▸ What this task involves
Would you set down the data that follows, word for word, without any pictures?

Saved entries
════════════════
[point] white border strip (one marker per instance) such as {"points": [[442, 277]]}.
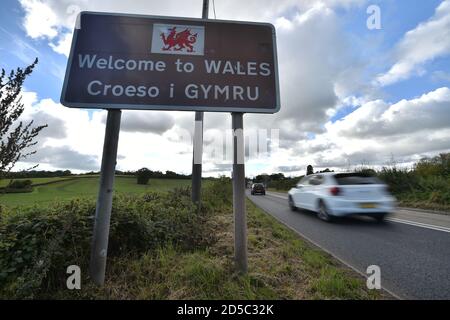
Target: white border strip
{"points": [[419, 224]]}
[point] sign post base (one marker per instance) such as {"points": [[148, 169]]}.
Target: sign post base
{"points": [[99, 249]]}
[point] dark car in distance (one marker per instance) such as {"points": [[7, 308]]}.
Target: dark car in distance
{"points": [[258, 188]]}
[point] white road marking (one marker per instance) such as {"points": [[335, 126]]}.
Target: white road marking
{"points": [[419, 224], [409, 222]]}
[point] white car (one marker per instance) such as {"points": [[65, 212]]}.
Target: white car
{"points": [[342, 194]]}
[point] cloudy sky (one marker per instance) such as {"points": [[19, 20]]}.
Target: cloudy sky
{"points": [[350, 95]]}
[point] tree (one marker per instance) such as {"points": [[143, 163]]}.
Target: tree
{"points": [[16, 138], [143, 175]]}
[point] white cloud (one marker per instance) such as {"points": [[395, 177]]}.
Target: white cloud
{"points": [[428, 41], [320, 72]]}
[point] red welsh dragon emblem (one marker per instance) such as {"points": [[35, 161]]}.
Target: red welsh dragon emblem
{"points": [[179, 40]]}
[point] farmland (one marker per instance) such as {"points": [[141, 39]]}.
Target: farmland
{"points": [[67, 188], [160, 247]]}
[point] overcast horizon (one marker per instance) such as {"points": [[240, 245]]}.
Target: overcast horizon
{"points": [[350, 95]]}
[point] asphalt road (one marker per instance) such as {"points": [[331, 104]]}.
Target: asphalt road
{"points": [[414, 258]]}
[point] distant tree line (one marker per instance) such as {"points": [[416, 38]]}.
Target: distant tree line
{"points": [[37, 174]]}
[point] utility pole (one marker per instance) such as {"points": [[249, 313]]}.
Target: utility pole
{"points": [[99, 248], [240, 219], [198, 140]]}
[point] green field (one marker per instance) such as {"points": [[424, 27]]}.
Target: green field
{"points": [[87, 187], [5, 182]]}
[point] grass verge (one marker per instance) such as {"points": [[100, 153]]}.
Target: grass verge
{"points": [[161, 247]]}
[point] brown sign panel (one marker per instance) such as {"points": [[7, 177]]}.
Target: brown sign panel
{"points": [[146, 62]]}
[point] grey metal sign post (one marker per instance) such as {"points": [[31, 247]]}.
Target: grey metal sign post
{"points": [[198, 140], [240, 219], [99, 248]]}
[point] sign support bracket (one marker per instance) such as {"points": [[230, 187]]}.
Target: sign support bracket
{"points": [[198, 140], [240, 219], [99, 249]]}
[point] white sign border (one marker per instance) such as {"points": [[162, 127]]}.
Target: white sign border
{"points": [[168, 107]]}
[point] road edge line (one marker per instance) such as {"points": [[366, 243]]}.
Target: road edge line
{"points": [[396, 296]]}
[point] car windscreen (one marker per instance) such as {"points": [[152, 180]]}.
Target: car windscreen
{"points": [[355, 178]]}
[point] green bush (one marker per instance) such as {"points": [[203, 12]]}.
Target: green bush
{"points": [[143, 175], [37, 244]]}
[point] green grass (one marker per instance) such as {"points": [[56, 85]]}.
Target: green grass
{"points": [[5, 182], [86, 187], [281, 266], [162, 247]]}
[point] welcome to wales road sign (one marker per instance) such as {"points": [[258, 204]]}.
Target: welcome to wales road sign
{"points": [[121, 61]]}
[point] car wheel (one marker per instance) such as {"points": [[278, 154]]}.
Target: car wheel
{"points": [[380, 218], [323, 212], [291, 204]]}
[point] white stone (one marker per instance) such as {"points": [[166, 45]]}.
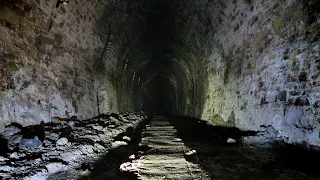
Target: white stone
{"points": [[99, 128], [14, 155], [62, 141], [6, 168], [126, 138], [230, 140], [117, 144], [132, 157], [3, 159], [71, 124], [55, 167]]}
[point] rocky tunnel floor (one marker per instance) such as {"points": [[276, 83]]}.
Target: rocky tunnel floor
{"points": [[129, 146], [65, 148]]}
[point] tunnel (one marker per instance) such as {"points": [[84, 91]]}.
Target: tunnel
{"points": [[244, 71]]}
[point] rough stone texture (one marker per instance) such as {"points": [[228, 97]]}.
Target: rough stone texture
{"points": [[47, 57], [65, 150], [239, 63], [261, 60]]}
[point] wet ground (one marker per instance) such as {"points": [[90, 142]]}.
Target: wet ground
{"points": [[216, 157]]}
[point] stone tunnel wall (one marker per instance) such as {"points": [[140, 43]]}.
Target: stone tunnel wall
{"points": [[48, 58], [262, 64]]}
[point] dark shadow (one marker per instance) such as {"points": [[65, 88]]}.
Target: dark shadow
{"points": [[108, 166], [238, 161]]}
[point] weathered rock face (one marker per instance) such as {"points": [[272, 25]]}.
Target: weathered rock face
{"points": [[47, 60], [261, 64], [248, 64]]}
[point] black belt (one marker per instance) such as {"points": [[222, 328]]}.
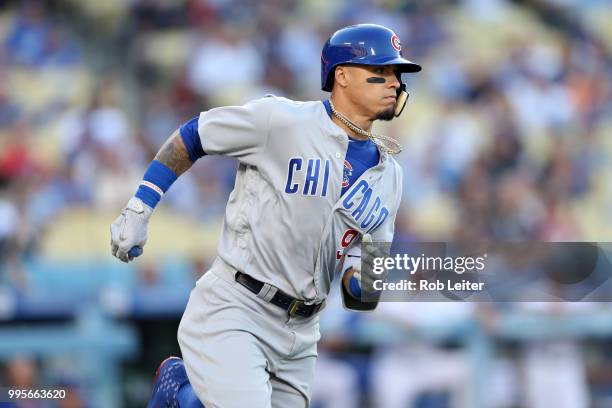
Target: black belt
{"points": [[294, 307]]}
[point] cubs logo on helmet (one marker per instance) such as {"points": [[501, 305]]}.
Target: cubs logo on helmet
{"points": [[362, 44]]}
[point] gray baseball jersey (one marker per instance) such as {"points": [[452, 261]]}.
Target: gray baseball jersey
{"points": [[286, 222]]}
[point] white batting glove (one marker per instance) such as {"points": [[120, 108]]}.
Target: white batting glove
{"points": [[129, 230], [369, 252]]}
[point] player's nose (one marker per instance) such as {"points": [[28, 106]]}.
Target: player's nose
{"points": [[394, 82]]}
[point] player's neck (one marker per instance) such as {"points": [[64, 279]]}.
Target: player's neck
{"points": [[350, 112]]}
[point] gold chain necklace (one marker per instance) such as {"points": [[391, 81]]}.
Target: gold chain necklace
{"points": [[379, 140]]}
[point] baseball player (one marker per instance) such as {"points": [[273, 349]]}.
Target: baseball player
{"points": [[312, 183]]}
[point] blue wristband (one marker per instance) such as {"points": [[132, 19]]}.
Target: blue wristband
{"points": [[157, 180]]}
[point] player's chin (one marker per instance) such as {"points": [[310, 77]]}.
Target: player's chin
{"points": [[386, 114]]}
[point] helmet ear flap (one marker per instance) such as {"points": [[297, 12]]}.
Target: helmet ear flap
{"points": [[402, 98]]}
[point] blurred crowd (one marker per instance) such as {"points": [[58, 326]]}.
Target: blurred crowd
{"points": [[506, 135]]}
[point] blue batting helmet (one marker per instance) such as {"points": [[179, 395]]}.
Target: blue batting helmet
{"points": [[362, 44]]}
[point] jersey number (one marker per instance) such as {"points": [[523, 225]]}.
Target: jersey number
{"points": [[348, 237]]}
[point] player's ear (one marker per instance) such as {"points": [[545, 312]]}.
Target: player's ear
{"points": [[341, 75]]}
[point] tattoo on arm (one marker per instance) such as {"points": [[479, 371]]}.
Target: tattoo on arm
{"points": [[174, 154]]}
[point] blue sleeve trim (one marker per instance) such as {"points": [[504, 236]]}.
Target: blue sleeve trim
{"points": [[191, 139], [161, 177], [354, 287]]}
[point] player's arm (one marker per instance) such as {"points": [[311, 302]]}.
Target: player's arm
{"points": [[176, 156]]}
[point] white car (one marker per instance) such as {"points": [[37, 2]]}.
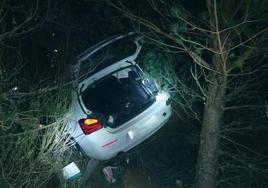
════════════════
▸ Result
[point] white border strip (one marker per instance) such as {"points": [[442, 277]]}.
Target: white border strip
{"points": [[419, 224]]}
[point] sign post base (one marker per instance) such as {"points": [[148, 169]]}.
Target: sign post base
{"points": [[99, 249]]}
[point] dark car in distance (one marker per instance) such as {"points": [[7, 308]]}.
Target: dark car in distance
{"points": [[258, 188]]}
[point] white road marking (one marker per instance) such as {"points": [[335, 126]]}.
Target: white road marking
{"points": [[419, 224], [409, 222]]}
[point] white car (one marker per instance) such as {"points": [[65, 212]]}.
Target: white car
{"points": [[342, 194]]}
[point] cloudy sky (one marker per instance) such as {"points": [[19, 20]]}.
Target: cloudy sky
{"points": [[350, 95]]}
[point] tree (one marker per instance) such as {"points": [[143, 163]]}.
Target: tree
{"points": [[16, 138], [143, 175]]}
[point] white cloud (one marker per instance) such as {"points": [[395, 177]]}.
Target: white cloud
{"points": [[428, 41], [320, 72]]}
[point] red welsh dragon emblem (one marker per instance) such as {"points": [[35, 161]]}.
Target: red welsh dragon emblem
{"points": [[179, 40]]}
[point] farmland (one marker per instance) such as {"points": [[141, 39]]}.
Target: farmland
{"points": [[67, 188], [160, 247]]}
[point] overcast horizon (one marker per instance) such as {"points": [[240, 245]]}.
Target: overcast horizon
{"points": [[350, 95]]}
[point] asphalt road (one marker per instance) such as {"points": [[331, 104]]}.
Target: asphalt road
{"points": [[414, 258]]}
[point] distant tree line (one marker per instance) such as {"points": [[416, 38]]}.
Target: distant tree line
{"points": [[37, 174]]}
[point] utility pole (one marker per instance) such as {"points": [[249, 313]]}.
Target: utility pole
{"points": [[99, 248], [240, 219], [198, 140]]}
[point] green field (one marker per instance) such as {"points": [[424, 27]]}.
Target: green field
{"points": [[87, 187], [5, 182]]}
[point] grass verge (one marker per instance) such as {"points": [[100, 153]]}.
Target: grass verge
{"points": [[161, 247]]}
[point] brown sign panel (one marker per instance) such as {"points": [[7, 177]]}.
Target: brown sign panel
{"points": [[146, 62]]}
[point] grey metal sign post (one marker per instance) such as {"points": [[31, 247]]}.
Target: grey metal sign post
{"points": [[198, 140], [240, 219], [99, 248]]}
[point] sign support bracket (one marker per instance) such as {"points": [[230, 187]]}.
Target: sign support bracket
{"points": [[198, 140], [240, 219], [99, 249]]}
[point] white sign border (one marker per instance) such as {"points": [[162, 127]]}.
Target: white sign border
{"points": [[168, 107]]}
[point] road edge line (one marker per instance) such as {"points": [[366, 243]]}.
Target: road edge line
{"points": [[396, 296]]}
[point] car windscreen (one marker per instance) such as {"points": [[152, 180]]}.
Target: car windscreen
{"points": [[355, 178]]}
[point] green bush (one marker per instance) such as {"points": [[203, 12]]}.
Target: green bush
{"points": [[143, 175], [37, 244]]}
[point] green grass (one marker per instance) such as {"points": [[56, 85]]}.
Target: green grass
{"points": [[5, 182], [86, 187], [281, 266], [162, 247]]}
[point] welcome to wales road sign (one marker per instance) such as {"points": [[258, 204]]}.
Target: welcome to wales road sign
{"points": [[121, 61]]}
[point] car wheel (one marker per instance) such as {"points": [[278, 154]]}.
Target: car wheel
{"points": [[380, 218], [323, 212], [291, 204]]}
[point] white stone (one marker per instance) such as {"points": [[166, 45]]}.
Target: white stone
{"points": [[99, 128], [14, 155], [62, 141], [6, 168], [126, 138], [230, 140], [117, 144], [132, 157], [3, 159], [71, 124], [55, 167]]}
[point] rocky tunnel floor (one marker per instance) such as {"points": [[276, 83]]}.
Target: rocky tunnel floor
{"points": [[129, 146], [65, 148]]}
[point] tunnel (one marker per instance) such as {"points": [[84, 91]]}.
Target: tunnel
{"points": [[244, 71]]}
[point] rough stone texture (one marker per instance) such as {"points": [[228, 97]]}.
Target: rough stone texture
{"points": [[47, 57], [65, 150], [239, 63], [261, 60]]}
[point] wet ground (one marker per instance) such as {"points": [[90, 142]]}.
Target: wet ground
{"points": [[216, 157]]}
[point] stone tunnel wall (one marker per instance) such as {"points": [[140, 43]]}.
Target: stone tunnel wall
{"points": [[48, 58], [262, 64]]}
[point] dark shadow (one marker per instance) such as {"points": [[65, 88]]}.
Target: dark shadow
{"points": [[108, 166], [238, 161]]}
[point] weathered rock face (one marker per instance) such as {"points": [[272, 25]]}.
Target: weathered rock face
{"points": [[47, 60], [261, 64], [248, 64]]}
[point] black belt (one marker per instance) such as {"points": [[222, 328]]}.
Target: black belt
{"points": [[294, 307]]}
[point] cubs logo on helmet (one marker per instance) such as {"points": [[501, 305]]}.
Target: cubs logo on helmet
{"points": [[362, 44]]}
[point] gray baseball jersey (one marker per instance) such as {"points": [[452, 261]]}.
Target: gray baseball jersey
{"points": [[286, 222]]}
[point] white batting glove (one marker per instance) such as {"points": [[120, 108]]}.
Target: white batting glove
{"points": [[129, 230], [369, 252]]}
[point] player's nose (one marker per instance) such as {"points": [[28, 106]]}.
Target: player's nose
{"points": [[394, 82]]}
[point] player's neck (one marker per instance) such as {"points": [[64, 279]]}.
Target: player's neck
{"points": [[350, 112]]}
[point] gold chain necklace (one marker per instance) such as {"points": [[391, 81]]}.
Target: gold chain necklace
{"points": [[379, 140]]}
[point] baseball player (one marker per instance) such as {"points": [[273, 349]]}.
Target: baseball player
{"points": [[312, 183]]}
[point] blue wristband (one marker per instance) such as {"points": [[132, 19]]}.
Target: blue wristband
{"points": [[157, 180]]}
[point] player's chin (one marker per instance) such as {"points": [[310, 77]]}.
Target: player's chin
{"points": [[386, 114]]}
[point] helmet ear flap (one marker per instance) such as {"points": [[297, 12]]}.
Target: helmet ear flap
{"points": [[402, 98]]}
[point] blurred crowd (one marker per instance) such as {"points": [[58, 326]]}.
Target: blurred crowd
{"points": [[506, 135]]}
[point] blue batting helmet (one marker per instance) such as {"points": [[179, 395]]}.
Target: blue batting helmet
{"points": [[362, 44]]}
[point] jersey number (one marker per instance) such as {"points": [[523, 225]]}.
Target: jersey number
{"points": [[348, 237]]}
[point] player's ear (one marker per instance) such as {"points": [[545, 312]]}.
Target: player's ear
{"points": [[341, 75]]}
[point] tattoo on arm (one marker per instance) such as {"points": [[479, 371]]}.
Target: tattoo on arm
{"points": [[174, 154]]}
[point] blue sleeve trim (one marker per instance) such as {"points": [[504, 236]]}.
Target: blue sleeve trim
{"points": [[191, 139], [161, 177], [354, 287]]}
[point] player's arm (one marker per instance) such as {"points": [[311, 302]]}.
Target: player's arm
{"points": [[176, 156]]}
[point] white car (one marker per instance) such as {"points": [[37, 2]]}.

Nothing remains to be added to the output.